[Begin Supplied entries]
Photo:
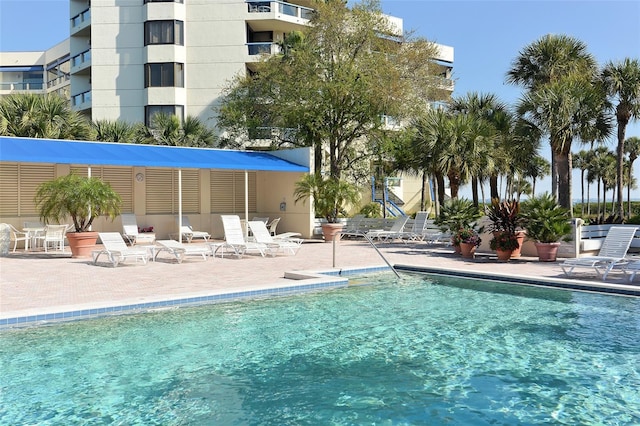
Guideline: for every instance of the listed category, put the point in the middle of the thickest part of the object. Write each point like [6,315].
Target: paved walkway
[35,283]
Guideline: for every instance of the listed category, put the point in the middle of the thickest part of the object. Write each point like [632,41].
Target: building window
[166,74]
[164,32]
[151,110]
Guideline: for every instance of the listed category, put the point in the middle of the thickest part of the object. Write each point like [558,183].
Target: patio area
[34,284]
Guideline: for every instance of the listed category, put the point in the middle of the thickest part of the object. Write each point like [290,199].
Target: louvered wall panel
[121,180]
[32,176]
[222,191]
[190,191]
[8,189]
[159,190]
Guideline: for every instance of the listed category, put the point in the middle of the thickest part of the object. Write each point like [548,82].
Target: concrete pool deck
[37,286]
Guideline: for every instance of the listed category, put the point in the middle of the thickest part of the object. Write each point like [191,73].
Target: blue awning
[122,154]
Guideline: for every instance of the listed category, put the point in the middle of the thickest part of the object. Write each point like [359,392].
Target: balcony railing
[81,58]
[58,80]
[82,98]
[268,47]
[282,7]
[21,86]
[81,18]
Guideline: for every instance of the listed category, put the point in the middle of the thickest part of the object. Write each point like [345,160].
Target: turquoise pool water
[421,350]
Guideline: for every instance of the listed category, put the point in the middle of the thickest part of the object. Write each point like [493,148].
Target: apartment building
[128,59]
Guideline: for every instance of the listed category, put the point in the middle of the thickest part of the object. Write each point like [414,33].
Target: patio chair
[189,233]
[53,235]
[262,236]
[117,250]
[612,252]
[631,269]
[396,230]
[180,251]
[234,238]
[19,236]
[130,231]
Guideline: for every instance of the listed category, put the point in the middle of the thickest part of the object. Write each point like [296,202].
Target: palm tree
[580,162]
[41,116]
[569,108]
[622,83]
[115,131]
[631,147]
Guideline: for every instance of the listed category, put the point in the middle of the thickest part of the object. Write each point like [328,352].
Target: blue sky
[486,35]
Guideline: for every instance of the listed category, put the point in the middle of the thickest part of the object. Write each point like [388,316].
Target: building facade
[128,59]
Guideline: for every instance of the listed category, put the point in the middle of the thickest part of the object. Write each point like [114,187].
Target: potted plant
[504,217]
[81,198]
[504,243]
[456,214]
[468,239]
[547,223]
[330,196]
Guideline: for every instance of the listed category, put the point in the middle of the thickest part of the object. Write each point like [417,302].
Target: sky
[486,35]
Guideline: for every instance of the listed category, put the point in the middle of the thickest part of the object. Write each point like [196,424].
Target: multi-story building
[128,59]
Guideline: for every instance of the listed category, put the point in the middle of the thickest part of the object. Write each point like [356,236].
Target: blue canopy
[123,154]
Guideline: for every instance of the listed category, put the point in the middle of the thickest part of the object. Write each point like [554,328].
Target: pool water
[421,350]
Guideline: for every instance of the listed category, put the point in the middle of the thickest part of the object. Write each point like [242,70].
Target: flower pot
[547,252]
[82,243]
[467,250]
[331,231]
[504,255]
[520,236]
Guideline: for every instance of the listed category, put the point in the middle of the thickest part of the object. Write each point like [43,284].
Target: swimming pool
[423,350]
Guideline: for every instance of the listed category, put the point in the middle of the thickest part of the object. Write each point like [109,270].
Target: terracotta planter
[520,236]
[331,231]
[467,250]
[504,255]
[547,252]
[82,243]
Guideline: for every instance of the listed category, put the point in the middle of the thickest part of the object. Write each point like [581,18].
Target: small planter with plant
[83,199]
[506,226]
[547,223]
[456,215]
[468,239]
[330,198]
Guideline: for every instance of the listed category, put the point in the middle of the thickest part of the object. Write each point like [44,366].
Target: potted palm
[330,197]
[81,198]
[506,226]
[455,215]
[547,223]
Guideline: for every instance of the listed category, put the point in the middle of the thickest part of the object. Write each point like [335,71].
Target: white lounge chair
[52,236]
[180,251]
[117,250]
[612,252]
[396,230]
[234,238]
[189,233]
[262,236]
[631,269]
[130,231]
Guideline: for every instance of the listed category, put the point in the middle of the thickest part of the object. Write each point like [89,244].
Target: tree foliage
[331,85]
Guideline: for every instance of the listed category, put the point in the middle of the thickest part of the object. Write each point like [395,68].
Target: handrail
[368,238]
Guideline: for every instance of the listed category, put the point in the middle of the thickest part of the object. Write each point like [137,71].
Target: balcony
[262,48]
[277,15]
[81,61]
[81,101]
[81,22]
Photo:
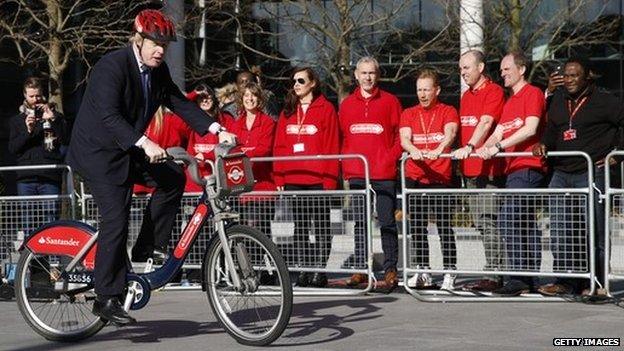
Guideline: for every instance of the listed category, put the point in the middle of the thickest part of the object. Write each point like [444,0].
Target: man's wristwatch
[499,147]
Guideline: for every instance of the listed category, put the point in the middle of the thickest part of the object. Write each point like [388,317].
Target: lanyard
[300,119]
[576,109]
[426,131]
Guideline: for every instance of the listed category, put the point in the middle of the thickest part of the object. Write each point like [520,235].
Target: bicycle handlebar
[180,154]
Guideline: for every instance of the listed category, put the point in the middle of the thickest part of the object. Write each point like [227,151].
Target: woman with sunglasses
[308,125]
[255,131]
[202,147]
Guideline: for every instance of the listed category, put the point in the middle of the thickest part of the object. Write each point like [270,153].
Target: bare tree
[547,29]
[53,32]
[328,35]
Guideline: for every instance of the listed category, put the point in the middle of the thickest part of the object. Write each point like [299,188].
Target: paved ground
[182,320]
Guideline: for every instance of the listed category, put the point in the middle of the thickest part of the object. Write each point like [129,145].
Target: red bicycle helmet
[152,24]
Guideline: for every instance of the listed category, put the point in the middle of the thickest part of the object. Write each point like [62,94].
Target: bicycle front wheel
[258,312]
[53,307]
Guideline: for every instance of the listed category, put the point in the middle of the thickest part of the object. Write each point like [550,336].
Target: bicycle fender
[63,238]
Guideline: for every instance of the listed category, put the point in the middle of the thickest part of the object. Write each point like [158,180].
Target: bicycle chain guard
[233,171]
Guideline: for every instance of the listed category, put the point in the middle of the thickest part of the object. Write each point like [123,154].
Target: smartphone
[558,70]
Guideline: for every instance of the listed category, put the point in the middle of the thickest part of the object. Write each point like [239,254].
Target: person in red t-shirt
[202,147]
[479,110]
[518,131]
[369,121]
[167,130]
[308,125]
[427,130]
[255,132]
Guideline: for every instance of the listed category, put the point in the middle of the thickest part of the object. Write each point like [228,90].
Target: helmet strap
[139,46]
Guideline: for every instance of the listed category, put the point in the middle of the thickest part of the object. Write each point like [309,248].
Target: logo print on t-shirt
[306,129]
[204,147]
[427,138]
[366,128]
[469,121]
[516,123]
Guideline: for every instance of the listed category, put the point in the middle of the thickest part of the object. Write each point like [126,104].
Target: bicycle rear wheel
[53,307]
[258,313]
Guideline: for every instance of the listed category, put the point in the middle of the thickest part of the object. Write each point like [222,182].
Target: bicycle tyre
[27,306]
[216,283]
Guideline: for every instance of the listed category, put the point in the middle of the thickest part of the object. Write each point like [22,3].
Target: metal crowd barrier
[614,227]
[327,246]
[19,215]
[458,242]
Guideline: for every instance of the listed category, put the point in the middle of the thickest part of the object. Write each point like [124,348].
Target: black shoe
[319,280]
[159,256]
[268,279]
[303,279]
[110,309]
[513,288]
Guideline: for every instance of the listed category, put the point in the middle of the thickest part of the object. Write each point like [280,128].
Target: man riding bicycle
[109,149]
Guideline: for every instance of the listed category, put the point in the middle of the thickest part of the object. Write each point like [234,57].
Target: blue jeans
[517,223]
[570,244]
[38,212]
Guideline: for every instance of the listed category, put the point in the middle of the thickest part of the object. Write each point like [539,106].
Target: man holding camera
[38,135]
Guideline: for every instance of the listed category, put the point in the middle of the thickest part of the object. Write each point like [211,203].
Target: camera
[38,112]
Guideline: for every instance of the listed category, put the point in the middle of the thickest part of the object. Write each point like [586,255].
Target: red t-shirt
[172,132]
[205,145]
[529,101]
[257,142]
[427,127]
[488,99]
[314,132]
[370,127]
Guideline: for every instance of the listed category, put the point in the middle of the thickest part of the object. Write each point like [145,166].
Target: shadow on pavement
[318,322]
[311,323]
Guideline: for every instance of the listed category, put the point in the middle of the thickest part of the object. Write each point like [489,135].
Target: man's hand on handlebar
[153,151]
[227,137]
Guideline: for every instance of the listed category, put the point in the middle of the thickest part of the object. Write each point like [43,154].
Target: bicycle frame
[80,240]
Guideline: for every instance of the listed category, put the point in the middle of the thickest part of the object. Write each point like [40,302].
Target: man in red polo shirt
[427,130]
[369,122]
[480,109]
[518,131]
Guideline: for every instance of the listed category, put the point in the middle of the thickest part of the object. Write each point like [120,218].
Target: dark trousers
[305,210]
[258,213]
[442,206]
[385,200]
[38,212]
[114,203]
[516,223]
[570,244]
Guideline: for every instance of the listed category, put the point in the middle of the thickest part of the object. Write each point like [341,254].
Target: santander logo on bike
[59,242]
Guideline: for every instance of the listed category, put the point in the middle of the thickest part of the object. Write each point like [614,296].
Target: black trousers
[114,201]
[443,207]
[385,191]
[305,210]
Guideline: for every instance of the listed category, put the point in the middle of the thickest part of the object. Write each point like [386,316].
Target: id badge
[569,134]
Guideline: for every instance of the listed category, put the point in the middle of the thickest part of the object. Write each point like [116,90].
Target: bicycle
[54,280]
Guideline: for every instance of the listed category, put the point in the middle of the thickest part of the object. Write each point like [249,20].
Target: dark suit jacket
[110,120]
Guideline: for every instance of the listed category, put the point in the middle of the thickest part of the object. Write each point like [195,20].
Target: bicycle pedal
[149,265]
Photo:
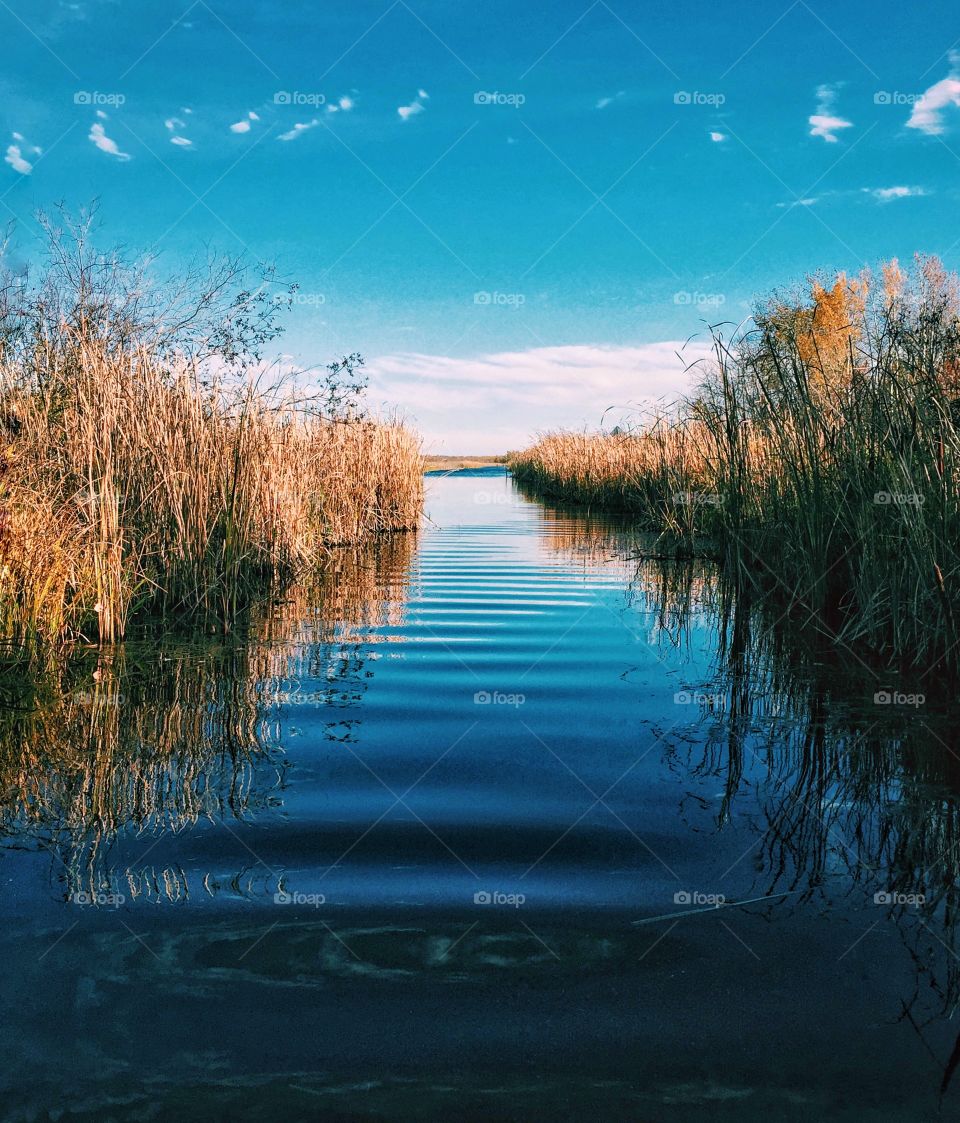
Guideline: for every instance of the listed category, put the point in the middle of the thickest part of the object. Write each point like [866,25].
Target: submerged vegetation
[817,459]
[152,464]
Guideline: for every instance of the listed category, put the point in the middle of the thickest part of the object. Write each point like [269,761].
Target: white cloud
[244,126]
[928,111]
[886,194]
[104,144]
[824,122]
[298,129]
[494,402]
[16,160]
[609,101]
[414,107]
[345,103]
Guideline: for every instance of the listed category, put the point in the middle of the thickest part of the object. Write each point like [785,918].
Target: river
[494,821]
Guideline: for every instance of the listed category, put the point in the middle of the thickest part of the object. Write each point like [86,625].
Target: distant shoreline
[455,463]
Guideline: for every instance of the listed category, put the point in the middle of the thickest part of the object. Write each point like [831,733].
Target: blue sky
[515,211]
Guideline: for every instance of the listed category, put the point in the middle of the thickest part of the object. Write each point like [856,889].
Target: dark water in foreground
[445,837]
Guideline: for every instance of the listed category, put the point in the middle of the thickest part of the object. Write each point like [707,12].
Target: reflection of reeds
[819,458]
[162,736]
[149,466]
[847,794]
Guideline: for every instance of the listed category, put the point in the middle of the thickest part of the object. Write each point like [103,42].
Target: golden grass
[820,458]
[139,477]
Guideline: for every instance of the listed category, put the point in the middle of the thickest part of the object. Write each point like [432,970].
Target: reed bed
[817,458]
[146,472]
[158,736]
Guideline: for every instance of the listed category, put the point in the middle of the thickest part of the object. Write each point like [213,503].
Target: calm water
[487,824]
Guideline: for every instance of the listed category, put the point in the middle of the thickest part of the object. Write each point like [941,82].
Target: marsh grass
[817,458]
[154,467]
[End Supplied entries]
■ Task instructions ■
Word for word, quote the lines from the line containing "point like [831,733]." through the end of the material, both included, and nothing else.

■ Result below ■
Guideline: for every instance of the listed category, put the point in the middle of the thickest part of the object. Write each point like [831,733].
Target: blue sky
[515,211]
Guideline: for every instance of the listed category, put the point in the middle of the thickest part of the object. Write each point like [856,889].
Target: dark water in foreground
[445,837]
Guideline: for every instance of the listed category, put the point in the middle of the thickest part of the object. Write each point like [707,12].
Target: reflection of reeds
[819,458]
[162,736]
[149,466]
[847,794]
Guideline: for every instance of the listed category, put the point in the middle of the thickest part of the object. Write each point like [103,42].
Target: golden grass
[820,458]
[139,477]
Guideline: for every instance of the listed category, put the point in the middle of the thickest part of the object. Write each point like [432,970].
Target: reed bed
[817,458]
[146,472]
[158,736]
Guideline: for every instance of the listed category, put the point in the middle of the thickest part of the object. Write each point like [213,503].
Target: calm water
[487,824]
Guideline: for every instance of the listed category, put the point in the middle of the thickest part of the object. Write each point like [941,82].
Target: marsh grass
[817,458]
[154,467]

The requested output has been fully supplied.